* _SUPPLIED PASSAGE_:
- - -

Much thanks to everyone for your comments and I’m so glad it resonated with so many of you!!!

@Debbie – Thank you!

@Eliza – I got my hat from “Theory” http://www.theory.com but I’m not sure if that have that exact one anymore.

@Jann – I will be se sure to check out your Youtube channel! 🙂

@Tina – I’m not sure the best type of wig for big curly hair because my hair was always super straight, I’ve always admired the curly hair girls though, my mom has curls and I always was so jealous. We always seem to want what we don’t have, ha.

@Ciella – Hugs to you as well

@Gls – I’m so glad hearing about my journey has been of comfort to you. It’s a hard road traveled for all of us and I know that from once having been in the darkest hole possible and emerging to discover life didn’t end with my hair loss is a message I definitely want other women to know and see. Even when we think it will never be okay… it certainly can be, I’m living proof of that. ((hugs))

@Mary – I’ll be sure to share about Natasha soon! She’s getting lots of wear time and love lately. Forward movement is key. Too many years missed for my hair loss, and I don’t wish for any woman to walk that path. While sometimes we cannot control the actual hair loss, we can control our thoughts and perspective about what is happening. We can change how we view it, treat it and adapt with it.

- - -

* _WHAT TO DO_:
- A) List every name that the hair-loss comment replies address with an @ sign.
- B) Write a continuation of the hair-loss comment replies, picking up after their last sentence.
The lines after this come from a different source.

- - -

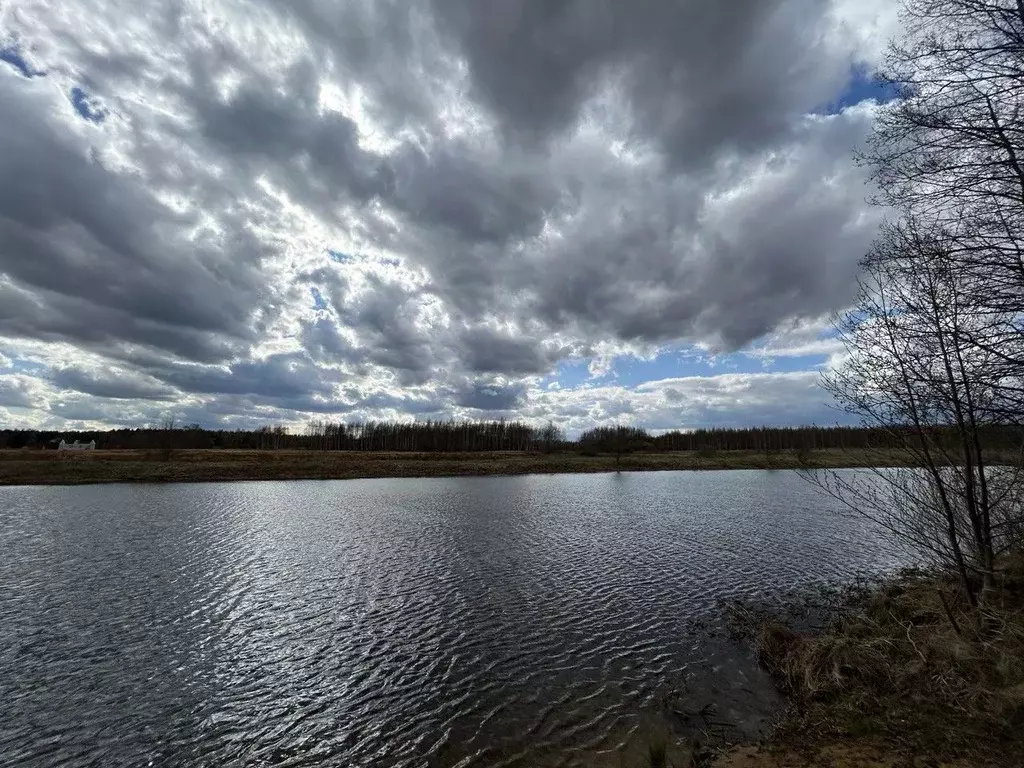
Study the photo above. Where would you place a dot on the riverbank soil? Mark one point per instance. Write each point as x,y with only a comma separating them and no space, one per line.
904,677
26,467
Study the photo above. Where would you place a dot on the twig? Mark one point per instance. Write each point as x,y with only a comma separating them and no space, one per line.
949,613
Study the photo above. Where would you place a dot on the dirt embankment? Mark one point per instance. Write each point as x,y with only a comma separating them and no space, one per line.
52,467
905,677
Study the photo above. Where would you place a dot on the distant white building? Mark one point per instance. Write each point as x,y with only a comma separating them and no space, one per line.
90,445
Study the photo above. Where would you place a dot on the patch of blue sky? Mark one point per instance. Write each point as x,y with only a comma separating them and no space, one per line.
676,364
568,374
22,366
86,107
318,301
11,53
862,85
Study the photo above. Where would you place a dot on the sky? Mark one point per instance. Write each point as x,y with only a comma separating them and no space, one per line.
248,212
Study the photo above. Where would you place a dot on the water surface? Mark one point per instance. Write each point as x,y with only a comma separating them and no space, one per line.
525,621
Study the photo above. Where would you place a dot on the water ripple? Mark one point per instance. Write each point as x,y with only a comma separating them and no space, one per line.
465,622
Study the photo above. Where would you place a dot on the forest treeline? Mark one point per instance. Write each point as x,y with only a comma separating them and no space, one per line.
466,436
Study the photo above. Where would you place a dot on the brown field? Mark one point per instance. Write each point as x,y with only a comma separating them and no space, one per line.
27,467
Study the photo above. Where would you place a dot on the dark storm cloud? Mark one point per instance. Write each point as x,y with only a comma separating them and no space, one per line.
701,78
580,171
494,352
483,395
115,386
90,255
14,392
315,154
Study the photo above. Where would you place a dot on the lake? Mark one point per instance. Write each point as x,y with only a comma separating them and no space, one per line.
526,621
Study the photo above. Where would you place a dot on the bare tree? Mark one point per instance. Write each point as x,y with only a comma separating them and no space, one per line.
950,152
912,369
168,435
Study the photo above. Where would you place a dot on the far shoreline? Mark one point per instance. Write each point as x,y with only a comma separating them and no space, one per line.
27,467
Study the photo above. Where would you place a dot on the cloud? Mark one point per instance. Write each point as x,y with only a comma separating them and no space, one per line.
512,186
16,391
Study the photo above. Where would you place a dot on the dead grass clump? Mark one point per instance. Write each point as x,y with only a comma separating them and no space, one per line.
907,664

- - -

* _RESPONSES TO THE TASKS_:
- A) Debbie, Eliza, Jann, Tina, Ciella, Gls, Mary

- B)
@Marsha – I’m very sorry to hear you are struggling right now. Some days are harder than others for sure, I’m sending much love your way and know you have a support network here for you!

@Frizzy – Indeed, we do all travel the same road for sure… same thoughts and habits, from counting hairs to questioning everything about how we landed here. “Why why why” I played that game too many times to count which just kept me in a vicious cycle of self defeat and unable to move forward. I had to ultimately abandon the “why me” and just say “Why not me? It’s here, deal with it.”

@khikhob – Thank you, best to you too!

@M – I’m so glad my posts and videos have helped. It is hard (harder for some than others, as anything usually is) to make peace with wearing hair. To adjust to that being the new normal and fully accept it, but I think only with acceptance (at least for me ) comes ultimate peace with all of it. It’s not perfect, nothing ever will be unless my hair all grew back, but it’s good enough for sure, and sometimes “good enough” has to be good enough 🙂

@B- Since you see him for your hair, he may want to inspect your scalp for sure, if it’s going to be a process of de-wigging, then I’d opt for hat, for sure, it’s way easier to quickly yank a hat off and slide it back on. Depending on how nice and understanding your doc is, he may renew your script with having to see your hair, hard to say right? I’d assume he’s gonna wanna check it out, so hat it up !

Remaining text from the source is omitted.